= Problem to solve =
Rewrite the listing with every "marker" changed to "point", leaving everything else as it is.

BEGIN Supplied records

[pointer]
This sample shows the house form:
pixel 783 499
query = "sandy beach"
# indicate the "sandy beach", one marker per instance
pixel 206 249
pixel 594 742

END Supplied records

= Written response =
[pointer]
This sample shows the house form:
pixel 783 499
query = "sandy beach"
# indicate the "sandy beach", one point per instance
pixel 206 249
pixel 594 742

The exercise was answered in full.